-- start of Data supplied --

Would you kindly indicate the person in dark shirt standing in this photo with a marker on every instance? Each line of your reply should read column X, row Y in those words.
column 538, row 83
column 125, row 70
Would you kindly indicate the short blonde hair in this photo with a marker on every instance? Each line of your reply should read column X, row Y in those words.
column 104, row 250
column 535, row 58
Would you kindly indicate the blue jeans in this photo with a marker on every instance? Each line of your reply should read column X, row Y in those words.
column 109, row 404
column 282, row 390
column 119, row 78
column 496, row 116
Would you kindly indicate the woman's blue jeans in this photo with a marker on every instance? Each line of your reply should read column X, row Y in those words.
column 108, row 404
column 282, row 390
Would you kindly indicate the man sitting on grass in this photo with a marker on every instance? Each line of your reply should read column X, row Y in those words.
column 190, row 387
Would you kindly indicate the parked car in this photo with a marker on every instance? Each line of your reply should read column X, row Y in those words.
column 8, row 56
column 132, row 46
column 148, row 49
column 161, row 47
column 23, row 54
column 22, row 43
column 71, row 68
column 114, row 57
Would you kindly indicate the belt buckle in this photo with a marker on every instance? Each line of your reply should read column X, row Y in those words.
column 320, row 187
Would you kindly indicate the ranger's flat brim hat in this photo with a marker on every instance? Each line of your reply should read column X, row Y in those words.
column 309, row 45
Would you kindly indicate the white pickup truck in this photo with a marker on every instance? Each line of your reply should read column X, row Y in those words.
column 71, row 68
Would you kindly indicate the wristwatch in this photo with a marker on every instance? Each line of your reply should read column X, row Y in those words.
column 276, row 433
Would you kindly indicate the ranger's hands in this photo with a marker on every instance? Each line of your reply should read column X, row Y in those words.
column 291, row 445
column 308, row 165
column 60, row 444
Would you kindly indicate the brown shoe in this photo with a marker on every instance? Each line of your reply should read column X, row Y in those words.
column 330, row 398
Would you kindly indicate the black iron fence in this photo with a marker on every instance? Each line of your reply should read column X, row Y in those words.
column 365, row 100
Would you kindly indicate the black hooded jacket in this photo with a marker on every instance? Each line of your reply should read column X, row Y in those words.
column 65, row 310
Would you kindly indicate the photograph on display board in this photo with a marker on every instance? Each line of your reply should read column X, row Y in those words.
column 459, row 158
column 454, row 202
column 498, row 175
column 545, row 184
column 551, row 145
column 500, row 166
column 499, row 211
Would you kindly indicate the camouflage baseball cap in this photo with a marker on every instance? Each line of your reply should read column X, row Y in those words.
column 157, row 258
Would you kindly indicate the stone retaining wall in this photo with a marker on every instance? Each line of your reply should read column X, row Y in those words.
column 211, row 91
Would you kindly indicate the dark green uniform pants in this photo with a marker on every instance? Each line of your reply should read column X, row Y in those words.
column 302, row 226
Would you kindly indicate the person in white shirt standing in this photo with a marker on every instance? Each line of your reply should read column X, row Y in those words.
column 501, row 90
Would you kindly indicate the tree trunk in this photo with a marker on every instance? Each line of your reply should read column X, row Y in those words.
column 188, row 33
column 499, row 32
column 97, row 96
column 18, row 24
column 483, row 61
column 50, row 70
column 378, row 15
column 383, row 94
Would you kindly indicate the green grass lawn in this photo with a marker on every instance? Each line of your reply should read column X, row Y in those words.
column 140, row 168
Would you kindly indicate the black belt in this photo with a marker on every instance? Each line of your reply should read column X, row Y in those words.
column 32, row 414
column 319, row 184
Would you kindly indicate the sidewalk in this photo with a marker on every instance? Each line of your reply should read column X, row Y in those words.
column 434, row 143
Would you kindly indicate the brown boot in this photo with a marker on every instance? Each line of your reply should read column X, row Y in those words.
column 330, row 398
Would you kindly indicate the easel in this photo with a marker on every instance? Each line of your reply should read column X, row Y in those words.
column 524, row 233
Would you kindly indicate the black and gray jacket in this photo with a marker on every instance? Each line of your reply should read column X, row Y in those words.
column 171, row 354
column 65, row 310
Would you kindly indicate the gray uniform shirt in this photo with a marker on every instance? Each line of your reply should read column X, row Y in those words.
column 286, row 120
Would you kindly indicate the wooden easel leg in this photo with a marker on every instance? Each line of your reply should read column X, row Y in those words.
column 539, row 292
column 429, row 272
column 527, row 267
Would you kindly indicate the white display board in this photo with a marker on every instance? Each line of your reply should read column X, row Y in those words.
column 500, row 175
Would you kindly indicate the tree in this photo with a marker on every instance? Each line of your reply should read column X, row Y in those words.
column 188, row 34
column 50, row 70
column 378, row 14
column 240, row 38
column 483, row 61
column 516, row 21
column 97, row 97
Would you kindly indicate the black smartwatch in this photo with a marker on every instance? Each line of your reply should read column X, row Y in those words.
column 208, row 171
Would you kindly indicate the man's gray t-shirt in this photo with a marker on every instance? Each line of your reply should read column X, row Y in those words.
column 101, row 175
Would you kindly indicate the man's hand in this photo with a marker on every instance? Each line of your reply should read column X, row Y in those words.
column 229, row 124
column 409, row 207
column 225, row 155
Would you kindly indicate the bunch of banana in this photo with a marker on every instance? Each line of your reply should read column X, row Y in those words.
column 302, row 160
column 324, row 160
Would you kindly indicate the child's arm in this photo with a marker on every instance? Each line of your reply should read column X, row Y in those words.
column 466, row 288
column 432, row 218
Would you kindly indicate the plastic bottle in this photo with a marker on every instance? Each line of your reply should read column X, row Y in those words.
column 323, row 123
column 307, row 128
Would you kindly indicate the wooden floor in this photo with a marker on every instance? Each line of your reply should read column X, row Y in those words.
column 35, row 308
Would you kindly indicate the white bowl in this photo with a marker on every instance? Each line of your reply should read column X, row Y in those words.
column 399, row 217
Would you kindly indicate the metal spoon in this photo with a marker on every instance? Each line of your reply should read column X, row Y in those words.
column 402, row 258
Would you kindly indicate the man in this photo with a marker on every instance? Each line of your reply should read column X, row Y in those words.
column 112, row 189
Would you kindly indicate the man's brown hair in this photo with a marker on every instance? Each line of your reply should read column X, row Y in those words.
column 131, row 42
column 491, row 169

-- end of Data supplied --

**Exercise instructions**
Render every line of the entries above as a JSON list of strings, with one string per line and blank lines left out.

**Solution**
[
  "Would you kindly indicate the person in dark shirt standing in this photo with a marker on every instance? Each line of your reply should read column X, row Y in those words.",
  "column 538, row 83",
  "column 125, row 70",
  "Would you kindly indicate the short blonde hair in this photo with a marker on every instance? Each line of your reply should read column X, row Y in those words.",
  "column 104, row 250",
  "column 535, row 58",
  "Would you kindly indicate the blue jeans in this photo with a marker on every instance? Each line of your reply should read column X, row Y in those words.",
  "column 109, row 404",
  "column 282, row 390",
  "column 119, row 78",
  "column 496, row 116",
  "Would you kindly indicate the woman's blue jeans in this photo with a marker on every instance? Each line of your reply should read column X, row Y in those words.",
  "column 108, row 404",
  "column 282, row 390",
  "Would you kindly indicate the man sitting on grass in this photo with a marker on every instance? Each line of your reply should read column X, row Y in those words.",
  "column 190, row 387",
  "Would you kindly indicate the parked car in this photo with a marker on every instance? Each line of your reply should read column X, row Y in those words.",
  "column 8, row 56",
  "column 132, row 46",
  "column 148, row 49",
  "column 161, row 47",
  "column 23, row 54",
  "column 22, row 43",
  "column 71, row 68",
  "column 114, row 57",
  "Would you kindly indicate the belt buckle in this photo with a marker on every instance? Each line of your reply should read column X, row Y in those words.",
  "column 320, row 187",
  "Would you kindly indicate the ranger's flat brim hat in this photo with a marker on every instance? Each line of your reply should read column X, row Y in those words.",
  "column 309, row 45",
  "Would you kindly indicate the white pickup truck in this photo with a marker on every instance? Each line of your reply should read column X, row Y in those words.",
  "column 71, row 68",
  "Would you kindly indicate the wristwatch in this photo with a marker on every instance? Each line of your reply should read column X, row Y in those words.",
  "column 276, row 433",
  "Would you kindly indicate the ranger's hands in this photo with a marker on every instance? Each line of your reply should read column X, row Y in those words.",
  "column 291, row 445",
  "column 308, row 165",
  "column 60, row 444",
  "Would you kindly indicate the brown shoe in this photo with a marker on every instance? Each line of your reply should read column X, row Y in those words.",
  "column 330, row 398",
  "Would you kindly indicate the black iron fence in this photo with a marker on every instance? Each line of your reply should read column X, row Y in those words.",
  "column 365, row 100",
  "Would you kindly indicate the black hooded jacket in this photo with a marker on every instance? Each line of your reply should read column X, row Y in those words.",
  "column 65, row 310",
  "Would you kindly indicate the photograph on display board in this photo with a marker on every instance? Each line of your reply should read column X, row Y in those words.",
  "column 459, row 158",
  "column 454, row 202",
  "column 498, row 175",
  "column 545, row 184",
  "column 551, row 145",
  "column 500, row 166",
  "column 499, row 211",
  "Would you kindly indicate the camouflage baseball cap in this photo with a marker on every instance? Each line of your reply should read column X, row Y in those words.",
  "column 157, row 258",
  "Would you kindly indicate the stone retaining wall in this photo with a marker on every instance? Each line of your reply should read column X, row Y in those words.",
  "column 211, row 91",
  "Would you kindly indicate the dark green uniform pants in this photo with a marker on every instance? Each line of your reply should read column X, row Y in those words.",
  "column 302, row 226",
  "Would you kindly indicate the person in white shirt standing in this photo with a marker on every instance? Each line of your reply should read column X, row Y in those words.",
  "column 501, row 90",
  "Would you kindly indicate the tree trunk in this photo with a marker on every instance? Each line of your reply should read column X, row Y in those words.",
  "column 188, row 33",
  "column 499, row 32",
  "column 97, row 96",
  "column 18, row 24",
  "column 483, row 61",
  "column 50, row 70",
  "column 378, row 15",
  "column 383, row 94",
  "Would you kindly indicate the green grass lawn in this photo with a marker on every instance? Each line of your reply should read column X, row Y in those words.",
  "column 140, row 168",
  "Would you kindly indicate the black belt in this photo with a marker on every instance? Each line of your reply should read column X, row Y in those words.",
  "column 32, row 414",
  "column 319, row 184",
  "Would you kindly indicate the sidewalk in this photo with a marker on every instance? Each line of your reply should read column X, row Y in those words.",
  "column 434, row 143",
  "Would you kindly indicate the brown boot in this photo with a marker on every instance? Each line of your reply should read column X, row Y in those words.",
  "column 330, row 398",
  "Would you kindly indicate the easel in this photo with a marker on every instance? Each line of your reply should read column X, row Y in those words.",
  "column 524, row 233",
  "Would you kindly indicate the black and gray jacket in this photo with a marker on every instance? Each line of your reply should read column X, row Y in those words.",
  "column 171, row 354",
  "column 65, row 310",
  "Would you kindly indicate the gray uniform shirt in this photo with a marker on every instance? Each line of your reply should read column X, row Y in those words.",
  "column 286, row 120",
  "Would you kindly indicate the wooden easel leg in this photo with a marker on every instance? Each line of your reply should read column X, row Y in those words.",
  "column 539, row 292",
  "column 429, row 272",
  "column 527, row 267",
  "Would you kindly indicate the white display board in this photo with a marker on every instance? Each line of your reply should read column X, row Y in those words.",
  "column 500, row 175",
  "Would you kindly indicate the tree in this photo with a marker on every instance? Each line of your reply should read column X, row Y in those words.",
  "column 188, row 34",
  "column 50, row 70",
  "column 378, row 14",
  "column 240, row 38",
  "column 483, row 61",
  "column 516, row 21",
  "column 97, row 97",
  "Would you kindly indicate the black smartwatch in this photo with a marker on every instance? Each line of your reply should read column X, row Y in those words.",
  "column 208, row 171",
  "Would you kindly indicate the man's gray t-shirt in this photo with a marker on every instance? Each line of your reply should read column X, row Y in those words.",
  "column 101, row 175",
  "Would you kindly indicate the man's hand in this photo with a marker on every instance? Each line of your reply should read column X, row Y in those words.",
  "column 229, row 124",
  "column 409, row 207",
  "column 225, row 155",
  "Would you kindly indicate the bunch of banana in this photo with a marker on every instance? Each line of your reply should read column X, row Y in those words.",
  "column 302, row 160",
  "column 324, row 160",
  "Would you kindly indicate the child's arm in this photo with a marker on every instance? Each line of your reply should read column X, row Y in those words.",
  "column 466, row 288",
  "column 432, row 218",
  "Would you kindly indicate the plastic bottle in this photo with a marker on every instance? Each line of your reply should read column X, row Y in those words.",
  "column 323, row 123",
  "column 307, row 128",
  "Would you kindly indicate the wooden floor in this photo with a marker on every instance? Each line of your reply should read column X, row Y in those words.",
  "column 35, row 308",
  "Would you kindly indicate the white bowl in this photo with a marker on every instance? Each line of your reply should read column X, row Y in those words.",
  "column 399, row 217",
  "Would you kindly indicate the metal spoon in this photo with a marker on every instance? Each line of your reply should read column X, row Y in those words.",
  "column 402, row 258",
  "Would you kindly indicate the man in this photo with a marker on every instance? Each line of your reply should read column X, row Y in those words.",
  "column 112, row 189",
  "Would you kindly indicate the man's brown hair in this photo with a marker on every instance? Each line of your reply should read column X, row Y in those words.",
  "column 131, row 42",
  "column 491, row 169"
]